Your task — Change "embankment" to "slope" in the records, starting at the line that has "[trace] <item>red dirt" and stopping after the last line. Give back only those lines, with everything else left as it is.

————

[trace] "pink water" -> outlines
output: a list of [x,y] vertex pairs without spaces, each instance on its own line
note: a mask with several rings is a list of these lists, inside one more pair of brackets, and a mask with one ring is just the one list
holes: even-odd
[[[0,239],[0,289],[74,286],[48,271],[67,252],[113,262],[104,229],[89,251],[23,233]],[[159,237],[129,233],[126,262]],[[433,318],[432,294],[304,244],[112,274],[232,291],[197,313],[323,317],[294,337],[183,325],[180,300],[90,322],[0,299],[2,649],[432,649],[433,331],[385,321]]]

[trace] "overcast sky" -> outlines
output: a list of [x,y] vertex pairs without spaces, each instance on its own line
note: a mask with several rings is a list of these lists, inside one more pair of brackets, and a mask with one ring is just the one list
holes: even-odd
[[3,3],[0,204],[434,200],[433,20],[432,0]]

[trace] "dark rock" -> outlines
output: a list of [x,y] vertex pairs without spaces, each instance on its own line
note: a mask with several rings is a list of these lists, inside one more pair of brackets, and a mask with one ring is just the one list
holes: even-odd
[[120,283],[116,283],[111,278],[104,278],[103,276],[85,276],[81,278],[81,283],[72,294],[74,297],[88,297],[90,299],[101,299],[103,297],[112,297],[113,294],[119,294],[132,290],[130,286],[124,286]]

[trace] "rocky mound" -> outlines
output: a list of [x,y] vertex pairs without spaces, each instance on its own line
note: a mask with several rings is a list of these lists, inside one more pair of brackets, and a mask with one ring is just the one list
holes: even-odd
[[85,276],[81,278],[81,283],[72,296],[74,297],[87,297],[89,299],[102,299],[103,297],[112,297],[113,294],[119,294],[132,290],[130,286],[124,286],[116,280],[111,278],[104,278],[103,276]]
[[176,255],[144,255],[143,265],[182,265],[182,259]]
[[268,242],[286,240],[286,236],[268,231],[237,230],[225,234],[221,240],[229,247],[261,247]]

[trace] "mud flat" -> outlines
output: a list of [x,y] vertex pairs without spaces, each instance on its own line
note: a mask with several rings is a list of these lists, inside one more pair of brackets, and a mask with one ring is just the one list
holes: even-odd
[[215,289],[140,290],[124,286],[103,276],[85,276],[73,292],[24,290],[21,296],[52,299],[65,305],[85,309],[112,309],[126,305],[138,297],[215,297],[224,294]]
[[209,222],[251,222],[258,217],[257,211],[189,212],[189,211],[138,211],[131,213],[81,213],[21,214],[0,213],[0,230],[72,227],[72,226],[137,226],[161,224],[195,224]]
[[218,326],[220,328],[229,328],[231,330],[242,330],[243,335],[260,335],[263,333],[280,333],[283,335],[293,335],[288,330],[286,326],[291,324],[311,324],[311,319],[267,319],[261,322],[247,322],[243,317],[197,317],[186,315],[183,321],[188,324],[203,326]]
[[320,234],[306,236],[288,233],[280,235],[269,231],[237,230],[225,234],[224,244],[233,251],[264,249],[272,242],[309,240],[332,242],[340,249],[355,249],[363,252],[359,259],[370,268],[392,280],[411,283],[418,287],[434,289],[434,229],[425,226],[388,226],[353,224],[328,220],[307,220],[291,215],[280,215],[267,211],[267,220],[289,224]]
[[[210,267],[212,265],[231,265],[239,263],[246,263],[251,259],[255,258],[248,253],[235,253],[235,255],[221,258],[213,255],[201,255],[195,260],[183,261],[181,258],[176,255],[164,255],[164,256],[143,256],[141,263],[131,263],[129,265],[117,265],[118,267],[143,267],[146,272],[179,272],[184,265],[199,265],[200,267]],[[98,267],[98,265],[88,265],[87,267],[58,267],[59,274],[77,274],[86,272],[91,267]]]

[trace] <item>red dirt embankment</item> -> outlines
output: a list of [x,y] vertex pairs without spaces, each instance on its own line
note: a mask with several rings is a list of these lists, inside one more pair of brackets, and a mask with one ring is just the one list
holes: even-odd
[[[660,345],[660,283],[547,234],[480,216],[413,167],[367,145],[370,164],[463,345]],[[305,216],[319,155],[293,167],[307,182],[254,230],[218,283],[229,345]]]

————

Solved exercise —
[trace] <item>red dirt slope</item> -> outlines
output: a list of [x,y] vertex pairs without spaces, each instance on its own line
note: a mask with several rings is a list of these lists, inside one more pair of brackets, and a mask with one ring is just the one list
holes: even-odd
[[[660,345],[660,283],[547,234],[480,216],[413,167],[367,145],[370,164],[463,345]],[[305,216],[319,155],[293,167],[307,182],[254,230],[218,283],[229,345]]]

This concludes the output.